He misses driving, feels as if he is in a cocoon, and is surprised how hard his new job is.Geez, really? Had he paid attention at all in his adult life to what a president has to deal with? Had he noticed how partisanship has made it almost impossible to ever pass anything in Congress? Did he think that Congressional Democrats would be easier to deal with than banks and NBC? Did he notice what was going on around the world in the Middle East, North Korea or Russia? And he thought his prior life as a billionaire making a living off of selling his name would have been more work? I can't even...
President Donald Trump on Thursday reflected on his first 100 days in office with a wistful look at his life before the White House.
"I loved my previous life. I had so many things going," Trump told Reuters in an interview. "This is more work than in my previous life. I thought it would be easier."
Allahpundit looks at the continuing demolition of Mike Flynn's reputation. Apparently, even though he was warned by the DIA that he had to inform them of earning any money from a foreign country, yet he didn't tell them about getting money from Russia Times. And is the Trump team trying to hide documents on this from Congress? This seems like a likely theory.

SUPPLIED ENTRIES

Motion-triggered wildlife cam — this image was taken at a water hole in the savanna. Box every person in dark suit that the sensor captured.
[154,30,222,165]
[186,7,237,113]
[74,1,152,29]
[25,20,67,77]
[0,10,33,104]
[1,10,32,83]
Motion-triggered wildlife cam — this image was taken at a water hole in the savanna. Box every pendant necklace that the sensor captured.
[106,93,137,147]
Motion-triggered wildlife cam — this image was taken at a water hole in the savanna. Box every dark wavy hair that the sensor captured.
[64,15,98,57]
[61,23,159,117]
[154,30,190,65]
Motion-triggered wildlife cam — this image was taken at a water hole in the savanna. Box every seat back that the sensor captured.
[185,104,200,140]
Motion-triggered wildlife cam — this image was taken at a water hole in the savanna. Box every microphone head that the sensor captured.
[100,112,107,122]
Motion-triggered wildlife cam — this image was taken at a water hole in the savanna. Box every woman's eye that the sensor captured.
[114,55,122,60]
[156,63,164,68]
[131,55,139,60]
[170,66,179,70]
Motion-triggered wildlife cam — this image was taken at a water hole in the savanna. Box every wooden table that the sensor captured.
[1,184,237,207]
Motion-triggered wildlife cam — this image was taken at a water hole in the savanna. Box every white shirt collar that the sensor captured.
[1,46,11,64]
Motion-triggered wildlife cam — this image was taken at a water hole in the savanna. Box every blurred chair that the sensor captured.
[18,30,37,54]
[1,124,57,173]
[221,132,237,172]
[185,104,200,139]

THINGS TO DO
**A.** Answer these from the Trump commentary:
(i) Which news agency did Trump speak with in his interview?
(ii) Which agency warned Mike Flynn that he had to report money earned from a foreign country?
(iii) What does the opening sentence say he misses?
**B.** Echo the passage of the Trump commentary starting at "President Donald Trump" and ending at "a likely theory.".
**C.** Please list every person named in the Trump commentary.
The records have no connection to the Trump commentary.

TASK ANSWERS
**A.**
(i) Reuters
(ii) The DIA
(iii) Driving

**B.**
President Donald Trump on Thursday reflected on his first 100 days in office with a wistful look at his life before the White House.
"I loved my previous life. I had so many things going," Trump told Reuters in an interview. "This is more work than in my previous life. I thought it would be easier."
Allahpundit looks at the continuing demolition of Mike Flynn's reputation. Apparently, even though he was warned by the DIA that he had to inform them of earning any money from a foreign country, yet he didn't tell them about getting money from Russia Times. And is the Trump team trying to hide documents on this from Congress? This seems like a likely theory.

**C.**
- Donald Trump
- Allahpundit
- Mike Flynn